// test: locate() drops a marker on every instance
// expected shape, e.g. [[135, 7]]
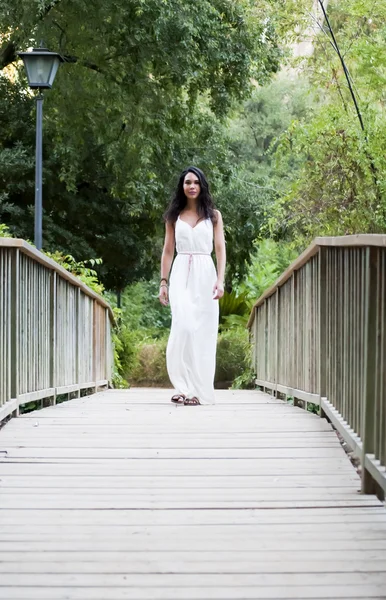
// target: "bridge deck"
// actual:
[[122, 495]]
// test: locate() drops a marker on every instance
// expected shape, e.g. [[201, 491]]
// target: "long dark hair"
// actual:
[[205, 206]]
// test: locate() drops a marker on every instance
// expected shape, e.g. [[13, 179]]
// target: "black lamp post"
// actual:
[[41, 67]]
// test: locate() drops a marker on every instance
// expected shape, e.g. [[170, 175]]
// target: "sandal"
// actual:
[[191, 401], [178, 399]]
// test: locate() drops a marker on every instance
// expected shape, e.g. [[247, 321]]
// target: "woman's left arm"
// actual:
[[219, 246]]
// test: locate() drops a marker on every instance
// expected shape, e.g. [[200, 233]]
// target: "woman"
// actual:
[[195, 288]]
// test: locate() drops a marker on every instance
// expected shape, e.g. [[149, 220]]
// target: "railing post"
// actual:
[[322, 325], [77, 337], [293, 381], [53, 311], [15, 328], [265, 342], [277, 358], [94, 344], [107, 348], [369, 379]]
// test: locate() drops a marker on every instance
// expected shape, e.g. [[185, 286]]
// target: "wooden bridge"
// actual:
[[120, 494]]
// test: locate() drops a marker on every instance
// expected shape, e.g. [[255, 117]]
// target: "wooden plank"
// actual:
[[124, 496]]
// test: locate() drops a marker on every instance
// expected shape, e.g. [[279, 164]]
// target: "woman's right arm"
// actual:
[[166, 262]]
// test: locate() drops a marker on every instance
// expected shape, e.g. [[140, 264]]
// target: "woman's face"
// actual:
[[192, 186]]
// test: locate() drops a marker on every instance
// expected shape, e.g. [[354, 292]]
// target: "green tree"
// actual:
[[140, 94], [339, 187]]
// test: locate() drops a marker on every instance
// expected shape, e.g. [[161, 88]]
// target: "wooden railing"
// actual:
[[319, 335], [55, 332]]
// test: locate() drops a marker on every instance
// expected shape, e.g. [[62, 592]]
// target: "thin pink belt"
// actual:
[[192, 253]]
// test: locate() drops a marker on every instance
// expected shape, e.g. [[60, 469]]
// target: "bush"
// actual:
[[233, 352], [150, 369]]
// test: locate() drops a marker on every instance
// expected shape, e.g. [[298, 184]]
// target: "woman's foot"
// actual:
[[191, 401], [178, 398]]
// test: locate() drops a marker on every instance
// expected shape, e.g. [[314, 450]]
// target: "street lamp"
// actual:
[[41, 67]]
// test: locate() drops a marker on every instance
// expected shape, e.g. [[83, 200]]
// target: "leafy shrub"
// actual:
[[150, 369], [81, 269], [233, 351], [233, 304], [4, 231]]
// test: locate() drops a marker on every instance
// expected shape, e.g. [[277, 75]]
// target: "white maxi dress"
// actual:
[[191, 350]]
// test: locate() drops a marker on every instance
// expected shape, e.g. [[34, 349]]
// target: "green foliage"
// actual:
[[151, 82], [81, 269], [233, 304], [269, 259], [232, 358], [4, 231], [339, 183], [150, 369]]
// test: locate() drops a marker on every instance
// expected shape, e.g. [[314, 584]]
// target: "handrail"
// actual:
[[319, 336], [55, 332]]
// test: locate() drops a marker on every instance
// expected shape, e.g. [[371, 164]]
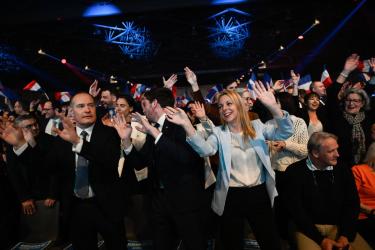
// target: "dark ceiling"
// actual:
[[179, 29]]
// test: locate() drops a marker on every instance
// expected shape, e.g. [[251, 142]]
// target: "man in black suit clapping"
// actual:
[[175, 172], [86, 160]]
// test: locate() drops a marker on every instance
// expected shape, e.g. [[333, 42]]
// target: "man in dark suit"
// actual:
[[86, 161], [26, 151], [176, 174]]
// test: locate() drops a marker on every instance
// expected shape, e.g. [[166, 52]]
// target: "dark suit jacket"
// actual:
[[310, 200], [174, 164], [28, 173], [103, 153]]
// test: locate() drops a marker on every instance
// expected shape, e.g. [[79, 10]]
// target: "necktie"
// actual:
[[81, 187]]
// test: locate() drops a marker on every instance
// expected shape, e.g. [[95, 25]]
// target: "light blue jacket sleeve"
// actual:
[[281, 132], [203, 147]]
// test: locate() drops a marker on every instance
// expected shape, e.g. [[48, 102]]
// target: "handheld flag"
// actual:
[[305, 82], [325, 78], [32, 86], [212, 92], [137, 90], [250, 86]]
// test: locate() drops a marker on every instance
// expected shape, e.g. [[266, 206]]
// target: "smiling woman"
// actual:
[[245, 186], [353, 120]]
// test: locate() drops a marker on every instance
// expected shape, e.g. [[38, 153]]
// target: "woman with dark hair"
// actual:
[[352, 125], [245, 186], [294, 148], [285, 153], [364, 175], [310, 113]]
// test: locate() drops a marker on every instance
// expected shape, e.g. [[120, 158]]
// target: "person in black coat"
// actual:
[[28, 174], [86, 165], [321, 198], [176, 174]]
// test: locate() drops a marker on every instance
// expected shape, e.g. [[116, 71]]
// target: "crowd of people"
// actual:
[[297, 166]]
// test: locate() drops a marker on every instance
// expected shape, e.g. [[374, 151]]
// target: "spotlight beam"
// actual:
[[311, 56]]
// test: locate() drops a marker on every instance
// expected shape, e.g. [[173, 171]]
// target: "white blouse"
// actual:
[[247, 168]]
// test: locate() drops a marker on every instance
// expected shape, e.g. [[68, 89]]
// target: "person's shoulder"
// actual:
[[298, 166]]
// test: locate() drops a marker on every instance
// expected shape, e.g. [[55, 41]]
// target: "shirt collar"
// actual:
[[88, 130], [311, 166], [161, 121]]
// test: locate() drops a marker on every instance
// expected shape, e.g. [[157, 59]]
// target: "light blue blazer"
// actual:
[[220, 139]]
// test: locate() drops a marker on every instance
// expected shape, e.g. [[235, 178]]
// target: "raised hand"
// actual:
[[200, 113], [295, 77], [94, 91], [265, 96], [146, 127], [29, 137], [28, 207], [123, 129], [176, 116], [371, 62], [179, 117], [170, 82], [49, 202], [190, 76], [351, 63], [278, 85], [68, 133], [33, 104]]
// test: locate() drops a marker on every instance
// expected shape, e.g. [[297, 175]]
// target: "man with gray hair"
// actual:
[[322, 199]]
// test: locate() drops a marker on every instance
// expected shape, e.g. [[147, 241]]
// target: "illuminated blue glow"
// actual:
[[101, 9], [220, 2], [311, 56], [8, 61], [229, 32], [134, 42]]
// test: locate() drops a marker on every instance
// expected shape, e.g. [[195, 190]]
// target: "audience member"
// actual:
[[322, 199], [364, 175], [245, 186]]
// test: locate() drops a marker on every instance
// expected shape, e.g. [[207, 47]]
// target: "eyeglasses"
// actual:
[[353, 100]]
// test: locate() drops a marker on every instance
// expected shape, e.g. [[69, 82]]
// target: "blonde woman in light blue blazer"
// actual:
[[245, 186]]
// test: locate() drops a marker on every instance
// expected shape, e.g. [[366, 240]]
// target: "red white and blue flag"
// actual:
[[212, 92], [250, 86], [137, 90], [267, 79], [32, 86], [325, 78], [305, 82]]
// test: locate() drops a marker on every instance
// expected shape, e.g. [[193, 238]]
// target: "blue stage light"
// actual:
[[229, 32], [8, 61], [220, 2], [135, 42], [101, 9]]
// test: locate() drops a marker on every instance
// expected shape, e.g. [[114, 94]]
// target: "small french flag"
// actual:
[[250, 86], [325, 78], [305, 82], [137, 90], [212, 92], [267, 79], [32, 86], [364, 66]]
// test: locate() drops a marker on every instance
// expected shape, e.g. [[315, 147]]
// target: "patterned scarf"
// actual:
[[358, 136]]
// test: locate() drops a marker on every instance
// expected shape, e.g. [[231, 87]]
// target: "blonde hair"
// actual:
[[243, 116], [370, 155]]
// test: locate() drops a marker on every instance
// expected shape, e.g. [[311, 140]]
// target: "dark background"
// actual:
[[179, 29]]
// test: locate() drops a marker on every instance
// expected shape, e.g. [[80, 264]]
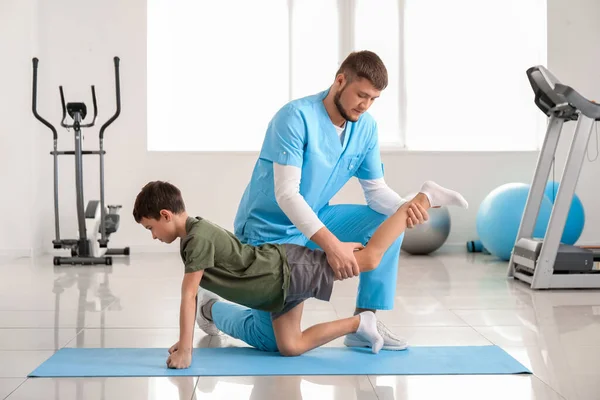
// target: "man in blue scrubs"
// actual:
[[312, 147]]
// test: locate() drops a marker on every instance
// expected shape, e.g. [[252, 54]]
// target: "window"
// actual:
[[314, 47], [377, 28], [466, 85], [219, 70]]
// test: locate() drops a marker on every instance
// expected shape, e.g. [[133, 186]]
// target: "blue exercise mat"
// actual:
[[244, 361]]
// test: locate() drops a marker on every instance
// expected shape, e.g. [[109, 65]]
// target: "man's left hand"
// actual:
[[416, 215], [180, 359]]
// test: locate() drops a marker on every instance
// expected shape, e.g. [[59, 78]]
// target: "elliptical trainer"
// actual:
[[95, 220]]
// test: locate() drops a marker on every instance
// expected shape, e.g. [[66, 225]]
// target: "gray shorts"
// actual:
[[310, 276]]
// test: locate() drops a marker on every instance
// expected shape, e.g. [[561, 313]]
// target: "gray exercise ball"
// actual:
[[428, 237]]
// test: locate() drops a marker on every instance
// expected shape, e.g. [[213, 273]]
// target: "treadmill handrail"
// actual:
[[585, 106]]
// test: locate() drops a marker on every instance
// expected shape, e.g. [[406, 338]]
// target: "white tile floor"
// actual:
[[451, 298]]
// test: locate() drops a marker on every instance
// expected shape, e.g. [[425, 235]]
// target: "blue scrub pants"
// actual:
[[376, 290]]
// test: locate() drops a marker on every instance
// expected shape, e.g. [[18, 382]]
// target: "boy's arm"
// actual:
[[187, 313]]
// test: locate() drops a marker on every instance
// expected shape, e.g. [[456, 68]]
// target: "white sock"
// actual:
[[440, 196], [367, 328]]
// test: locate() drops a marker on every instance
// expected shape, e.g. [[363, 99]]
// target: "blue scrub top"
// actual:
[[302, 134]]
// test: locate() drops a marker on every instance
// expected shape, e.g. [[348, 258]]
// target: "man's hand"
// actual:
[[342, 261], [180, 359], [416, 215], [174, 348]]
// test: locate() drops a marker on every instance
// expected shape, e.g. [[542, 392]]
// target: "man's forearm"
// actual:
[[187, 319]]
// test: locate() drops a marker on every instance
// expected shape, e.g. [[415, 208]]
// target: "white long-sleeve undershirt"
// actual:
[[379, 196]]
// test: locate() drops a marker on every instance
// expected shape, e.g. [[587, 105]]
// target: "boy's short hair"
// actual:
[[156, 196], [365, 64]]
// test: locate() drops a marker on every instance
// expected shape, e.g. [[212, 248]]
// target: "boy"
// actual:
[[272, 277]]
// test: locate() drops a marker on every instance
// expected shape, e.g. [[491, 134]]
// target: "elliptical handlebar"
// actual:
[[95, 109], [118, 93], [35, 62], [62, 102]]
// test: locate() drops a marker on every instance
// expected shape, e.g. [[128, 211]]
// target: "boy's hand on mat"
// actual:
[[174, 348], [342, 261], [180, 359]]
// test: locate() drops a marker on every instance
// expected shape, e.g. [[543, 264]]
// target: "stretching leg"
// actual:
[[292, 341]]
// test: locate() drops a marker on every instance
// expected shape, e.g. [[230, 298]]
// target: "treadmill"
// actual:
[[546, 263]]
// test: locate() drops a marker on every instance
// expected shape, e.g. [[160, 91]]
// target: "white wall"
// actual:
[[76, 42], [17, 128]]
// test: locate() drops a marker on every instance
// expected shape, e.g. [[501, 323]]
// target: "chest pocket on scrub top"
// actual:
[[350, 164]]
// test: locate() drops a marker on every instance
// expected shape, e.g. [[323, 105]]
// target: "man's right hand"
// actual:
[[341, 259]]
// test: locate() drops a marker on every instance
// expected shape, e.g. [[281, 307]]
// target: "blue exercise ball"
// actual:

○ ○ ○ ○

WHAT YOU NEED TO DO: Reproduce the rows verbatim, from the start of the rows up to and including the line with "[[124, 496]]", and leave the pictures out of your copy.

CORRECT RESPONSE:
// test: locate() drops a marker on every instance
// expected shape, e.g. [[135, 7]]
// target: "bridge deck"
// actual:
[[122, 495]]
// test: locate() drops a marker on every instance
// expected shape, e.g. [[201, 491]]
// target: "long dark hair"
// actual:
[[205, 206]]
// test: locate() drops a marker on every instance
// expected shape, e.g. [[13, 179]]
// target: "black lamp post"
// actual:
[[41, 67]]
// test: locate() drops a marker on every instance
// expected shape, e.g. [[170, 175]]
// target: "sandal"
// actual:
[[191, 401], [178, 399]]
// test: locate() drops a marker on every instance
// expected shape, e.g. [[247, 321]]
// target: "woman's left arm"
// actual:
[[219, 246]]
// test: locate() drops a marker on every instance
// expected shape, e.g. [[200, 233]]
// target: "woman"
// actual:
[[195, 288]]
// test: locate() drops a marker on every instance
// expected shape, e.g. [[149, 220]]
// target: "railing post"
// actual:
[[322, 325], [77, 337], [293, 381], [53, 311], [15, 328], [265, 342], [277, 358], [94, 344], [107, 348], [369, 379]]
// test: locate() drops a marker on every instance
// expected shape, e.g. [[185, 286]]
// target: "wooden bridge"
// actual:
[[120, 494]]
// test: locate() drops a marker on every instance
// expected shape, e.g. [[255, 117]]
// target: "wooden plank"
// actual:
[[124, 496]]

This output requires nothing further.